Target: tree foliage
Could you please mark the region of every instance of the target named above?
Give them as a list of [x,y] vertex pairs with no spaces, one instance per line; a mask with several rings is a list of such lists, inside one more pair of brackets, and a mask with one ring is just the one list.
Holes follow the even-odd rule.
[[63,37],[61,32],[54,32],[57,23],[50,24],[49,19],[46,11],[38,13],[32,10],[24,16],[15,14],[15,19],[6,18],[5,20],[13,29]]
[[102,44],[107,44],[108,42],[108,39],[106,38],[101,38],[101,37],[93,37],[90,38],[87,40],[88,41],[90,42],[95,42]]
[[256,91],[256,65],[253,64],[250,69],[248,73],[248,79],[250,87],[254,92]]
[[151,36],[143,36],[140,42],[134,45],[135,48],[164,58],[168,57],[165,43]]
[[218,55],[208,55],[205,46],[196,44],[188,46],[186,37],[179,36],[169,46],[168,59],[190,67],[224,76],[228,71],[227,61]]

| AIM OF THE EXERCISE |
Rewrite the records above with "coordinate pairs" substituted for "vertex pairs" and every other word left unchanged.

| IN RESPONSE |
Target: tree foliage
Could you please mark the region of every instance of the target named above?
Give them as a list of [x,y] coordinate pairs with no spaces, one instance per line; a mask with several rings is a list of such lists, inside one more pair of brackets, and a mask with one ring is just the one list.
Holes follow the even-odd rule.
[[63,37],[61,32],[54,32],[57,23],[50,24],[49,19],[46,11],[38,13],[32,10],[24,16],[15,14],[15,19],[6,18],[5,20],[13,29]]
[[102,44],[107,44],[108,42],[108,39],[106,38],[101,38],[101,37],[93,37],[90,38],[87,40],[88,41],[90,42],[95,42]]
[[256,91],[256,65],[253,64],[250,69],[248,73],[248,79],[250,87],[254,92]]
[[151,36],[143,36],[140,42],[134,45],[135,48],[164,58],[168,57],[165,43]]
[[218,55],[208,55],[205,46],[196,44],[188,46],[186,37],[179,36],[169,46],[168,59],[190,67],[224,76],[228,71],[227,61]]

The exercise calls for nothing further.